----- DATA SHOWN -----

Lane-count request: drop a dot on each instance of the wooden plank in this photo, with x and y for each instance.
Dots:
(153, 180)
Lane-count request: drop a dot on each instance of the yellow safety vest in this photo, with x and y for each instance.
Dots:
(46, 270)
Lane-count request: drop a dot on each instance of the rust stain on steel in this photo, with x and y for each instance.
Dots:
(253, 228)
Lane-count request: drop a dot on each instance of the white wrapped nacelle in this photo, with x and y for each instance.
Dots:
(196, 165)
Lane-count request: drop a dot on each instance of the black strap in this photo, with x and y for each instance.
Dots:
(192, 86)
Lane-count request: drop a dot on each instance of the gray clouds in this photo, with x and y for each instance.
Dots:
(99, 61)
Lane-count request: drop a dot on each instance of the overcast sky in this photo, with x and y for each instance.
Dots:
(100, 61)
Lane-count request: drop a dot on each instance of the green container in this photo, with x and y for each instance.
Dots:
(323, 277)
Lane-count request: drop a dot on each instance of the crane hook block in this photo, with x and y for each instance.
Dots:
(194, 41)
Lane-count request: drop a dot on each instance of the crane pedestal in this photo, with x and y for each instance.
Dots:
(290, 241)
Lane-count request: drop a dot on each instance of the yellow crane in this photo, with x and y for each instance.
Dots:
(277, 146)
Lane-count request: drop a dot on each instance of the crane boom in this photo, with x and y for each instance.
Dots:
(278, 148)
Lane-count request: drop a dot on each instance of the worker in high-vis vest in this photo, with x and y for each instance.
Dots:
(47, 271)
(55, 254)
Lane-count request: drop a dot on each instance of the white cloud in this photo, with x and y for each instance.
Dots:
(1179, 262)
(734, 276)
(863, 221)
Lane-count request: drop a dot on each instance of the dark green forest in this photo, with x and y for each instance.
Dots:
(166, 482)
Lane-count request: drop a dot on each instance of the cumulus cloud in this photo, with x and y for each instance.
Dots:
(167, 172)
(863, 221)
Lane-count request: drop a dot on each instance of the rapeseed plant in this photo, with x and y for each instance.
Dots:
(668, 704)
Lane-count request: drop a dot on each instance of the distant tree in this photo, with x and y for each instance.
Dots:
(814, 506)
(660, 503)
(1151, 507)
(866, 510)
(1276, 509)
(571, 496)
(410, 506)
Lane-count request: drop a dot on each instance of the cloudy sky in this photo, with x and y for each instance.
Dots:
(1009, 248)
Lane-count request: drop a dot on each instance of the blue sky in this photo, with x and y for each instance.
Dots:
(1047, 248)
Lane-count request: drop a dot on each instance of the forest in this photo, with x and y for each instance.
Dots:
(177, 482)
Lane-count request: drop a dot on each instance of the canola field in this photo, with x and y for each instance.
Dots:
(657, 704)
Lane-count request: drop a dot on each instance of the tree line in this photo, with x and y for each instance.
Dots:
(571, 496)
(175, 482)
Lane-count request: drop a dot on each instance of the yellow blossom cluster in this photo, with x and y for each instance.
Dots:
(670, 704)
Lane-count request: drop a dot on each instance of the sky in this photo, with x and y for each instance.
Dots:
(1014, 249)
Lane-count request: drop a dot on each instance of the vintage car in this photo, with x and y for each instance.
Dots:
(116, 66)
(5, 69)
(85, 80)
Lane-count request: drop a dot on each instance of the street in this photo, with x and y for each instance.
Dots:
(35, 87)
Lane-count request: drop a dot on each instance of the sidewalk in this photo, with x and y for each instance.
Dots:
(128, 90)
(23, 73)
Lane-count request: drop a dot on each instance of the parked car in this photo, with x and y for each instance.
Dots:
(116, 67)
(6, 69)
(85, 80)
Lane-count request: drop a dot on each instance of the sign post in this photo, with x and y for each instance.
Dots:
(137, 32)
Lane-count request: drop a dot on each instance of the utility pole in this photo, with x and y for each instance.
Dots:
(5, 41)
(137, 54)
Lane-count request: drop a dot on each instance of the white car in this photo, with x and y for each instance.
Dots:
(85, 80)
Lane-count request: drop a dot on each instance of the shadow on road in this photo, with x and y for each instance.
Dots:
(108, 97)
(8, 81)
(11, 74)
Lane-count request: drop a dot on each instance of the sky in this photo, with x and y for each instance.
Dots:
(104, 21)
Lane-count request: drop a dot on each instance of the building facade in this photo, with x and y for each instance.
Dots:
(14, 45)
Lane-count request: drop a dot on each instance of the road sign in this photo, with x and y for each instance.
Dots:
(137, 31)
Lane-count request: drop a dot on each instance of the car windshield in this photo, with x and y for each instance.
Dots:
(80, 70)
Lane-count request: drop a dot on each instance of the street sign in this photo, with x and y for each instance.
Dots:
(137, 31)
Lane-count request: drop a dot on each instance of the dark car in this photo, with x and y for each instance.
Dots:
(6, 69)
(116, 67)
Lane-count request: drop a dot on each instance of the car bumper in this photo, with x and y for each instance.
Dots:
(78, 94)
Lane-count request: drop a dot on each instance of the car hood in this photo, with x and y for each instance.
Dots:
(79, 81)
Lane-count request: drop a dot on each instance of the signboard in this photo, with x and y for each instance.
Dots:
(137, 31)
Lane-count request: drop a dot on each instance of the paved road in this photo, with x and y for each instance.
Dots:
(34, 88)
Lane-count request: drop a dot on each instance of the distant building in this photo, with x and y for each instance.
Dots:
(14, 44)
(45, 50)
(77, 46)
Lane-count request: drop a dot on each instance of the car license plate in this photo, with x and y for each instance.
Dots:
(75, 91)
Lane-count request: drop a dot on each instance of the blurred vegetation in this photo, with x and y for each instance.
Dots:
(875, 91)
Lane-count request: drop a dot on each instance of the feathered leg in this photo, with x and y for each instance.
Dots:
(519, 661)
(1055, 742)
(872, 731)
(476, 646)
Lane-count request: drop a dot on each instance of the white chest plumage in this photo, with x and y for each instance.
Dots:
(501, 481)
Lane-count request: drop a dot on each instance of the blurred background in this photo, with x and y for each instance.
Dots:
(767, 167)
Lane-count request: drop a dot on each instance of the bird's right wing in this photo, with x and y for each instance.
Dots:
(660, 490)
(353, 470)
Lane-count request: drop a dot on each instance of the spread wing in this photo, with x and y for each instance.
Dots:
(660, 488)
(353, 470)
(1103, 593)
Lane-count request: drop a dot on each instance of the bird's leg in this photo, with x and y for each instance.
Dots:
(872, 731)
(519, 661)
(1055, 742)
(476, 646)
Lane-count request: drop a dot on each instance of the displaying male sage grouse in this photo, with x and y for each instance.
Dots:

-----

AIM OF THE EXERCISE:
Transcribe every record exactly.

OUTPUT FOR THIS TASK:
Lane-count request: drop a dot on each instance of the wooden plank in this photo, with x and y for each instance.
Dots:
(153, 180)
Lane-count request: drop a dot on each instance of the yellow safety vest in this photo, with x and y for each instance.
Dots:
(46, 270)
Lane-count request: drop a dot on each instance of the rust stain on steel in this photo, with x and y for each instance.
Dots:
(253, 228)
Lane-count request: drop a dot on each instance of the white wrapped nacelle in this photo, with x and y for each instance.
Dots:
(196, 165)
Lane-count request: drop a dot on each instance of the black strap in this photo, with x and y for each instance.
Dots:
(192, 86)
Lane-count request: drop a dot on each instance of the gray clouds in this photo, with x and y for each instance.
Dots:
(99, 61)
Lane-count request: drop a dot on each instance of the overcast sky in this photo, with x and y for each instance.
Dots:
(100, 61)
Lane-count request: drop a dot on each instance of the green container in this photo, with x and y for each instance.
Dots:
(323, 277)
Lane-count request: drop a dot on each instance of the crane hook block in this photo, with x and y for each instance.
Dots:
(194, 41)
Lane-count request: drop a dot on each instance of the crane pedestal in this photo, with x and y for each instance.
Dots:
(290, 241)
Lane-count request: drop a dot on each instance of the yellow crane in this photo, with x and y for each instance.
Dots:
(277, 146)
Lane-count request: drop a dot on each instance of the crane boom in this photo, with x and y for each instance.
Dots:
(278, 148)
Lane-count request: drop a dot on each instance of the worker in high-vis vest in this photo, with x and y for each instance.
Dots:
(47, 271)
(55, 254)
Lane-count request: drop a dot on each instance of the white cloud in this photo, with x and y for each instance.
Dots:
(1179, 262)
(734, 276)
(863, 221)
Lane-count request: drop a dot on each instance of the dark green forest in this photo, with x and y for each instance.
Dots:
(166, 482)
Lane-count request: drop a dot on each instance of the cumulus cloud in this photo, with x and y for each instance.
Dots:
(167, 172)
(863, 221)
Lane-count request: drop a dot on each instance of the rapeseed plant in this photo, with x and y for each instance.
Dots:
(668, 704)
Lane-count request: drop a dot on each instance of the distant tree in this photo, with x and y for each instance.
Dots:
(814, 506)
(660, 503)
(1151, 507)
(866, 510)
(1276, 509)
(571, 496)
(410, 506)
Lane-count request: drop a dot on each instance of the cloudy sky in this photo, with x and y for each instance.
Dots:
(1009, 248)
Lane-count request: drop a dot on each instance of the blue sky in this photo, with x and y for each instance.
Dots:
(1047, 248)
Lane-count request: drop a dot on each instance of the forest in this photo, with x and y for each instance.
Dots:
(177, 482)
Lane-count request: drop a dot on each instance of the canola field in this photo, with x and y for each instance.
Dots:
(657, 704)
Lane-count request: drop a dot on each instance of the tree line in this photo, with x and y for each instance.
Dots:
(571, 496)
(175, 482)
Lane-count request: drop a dot on each instance of the yellow blossom cluster in this photo, with x and y for each instance.
Dots:
(670, 704)
Lane-count request: drop a dot on each instance of the sky in this photo, with x and y for each instance.
Dots:
(1014, 249)
Lane-count request: drop a dot on each instance of the vintage car in this photo, with x and y for each instance.
Dots:
(116, 66)
(5, 69)
(85, 80)
Lane-count request: drop a dot on each instance of the street in this photo, with x and y for each instance.
Dots:
(35, 87)
Lane-count request: drop a dot on each instance of the sidewalk in this photo, with x and y for each instance.
Dots:
(128, 90)
(23, 73)
Lane-count request: drop a dot on each instance of the parked car in this photo, with x and y for each instance.
Dots:
(116, 67)
(6, 69)
(85, 80)
Lane-count request: drop a dot on each instance of the sign post in this photo, with x and y for each instance.
Dots:
(137, 32)
Lane-count request: drop a dot on each instance of the utility pole in this photo, with x and y for each instance.
Dots:
(5, 41)
(137, 54)
Lane-count request: drop a dot on each instance of the white car in this photo, with x and y for each instance.
Dots:
(85, 80)
Lane-count request: drop a dot on each instance of the shadow on road in this photo, with x and y for each instance.
Dots:
(108, 97)
(8, 81)
(11, 74)
Lane-count request: drop a dot on each instance of the sky in this photo, with x and y for each instance.
Dots:
(104, 21)
Lane-count request: drop a dot on each instance of the building facade in this photo, with x and y for each instance.
Dots:
(14, 45)
Lane-count request: drop a dot on each instance of the road sign in this photo, with x and y for each instance.
Dots:
(137, 31)
Lane-count request: drop a dot on each instance of the car windshield in this photo, with x and y for each instance.
Dots:
(80, 70)
Lane-count request: drop a dot on each instance of the street sign in this photo, with x and y for each instance.
Dots:
(137, 31)
Lane-count request: drop a dot on each instance of the dark car in this photo, with x and y for each instance.
Dots:
(6, 69)
(116, 67)
Lane-count request: drop a dot on each instance of the car bumper in this photo, with x and y for each instance.
Dots:
(78, 94)
Lane-count request: drop a dot on each instance of the car hood in this photo, with x and y for each instance.
Dots:
(79, 81)
Lane-count request: drop a dot on each instance of the signboard in this photo, with x and y for each instance.
Dots:
(137, 31)
Lane-count request: drop a dot on each instance of the paved road in this photo, with x and y for each instance.
Dots:
(34, 88)
Lane-count request: drop a dot on each instance of the distant building in this photo, with x and y for each instance.
Dots:
(14, 44)
(45, 50)
(77, 46)
Lane-count request: drop a dot on each instance of the car license plate in this photo, with x and y for each instance.
Dots:
(75, 91)
Lane-count request: drop a dot on each instance of the blurred vegetation in this photo, with x and y for each instance.
Dots:
(875, 91)
Lane-count request: drop a dot on each instance of the feathered leg in this photo, with x and y for each instance.
Dots:
(519, 661)
(1055, 742)
(872, 731)
(476, 646)
Lane-count request: drop a dot on each instance of the white chest plumage in this photo, with x and y for each instance.
Dots:
(501, 481)
Lane-count request: drop a dot on each instance of the blurred background in this photo, with x and y for each instance.
Dots:
(767, 167)
Lane-count request: drop a dot on each instance of the bird's right wing in this photo, with x and y for each instance.
Dots:
(660, 490)
(353, 470)
Lane-count request: drop a dot on each instance of the spread wing in this photo, with x and y for each instance.
Dots:
(660, 488)
(353, 470)
(1103, 593)
Lane-count request: drop a dot on each instance of the bird's leg in this photo, with x and y for each instance.
Dots:
(872, 731)
(519, 661)
(1055, 742)
(476, 646)
Lane-count request: drop a dot on each instance of the displaying male sage grouse in this photo, with x and y for each instance.
Dots:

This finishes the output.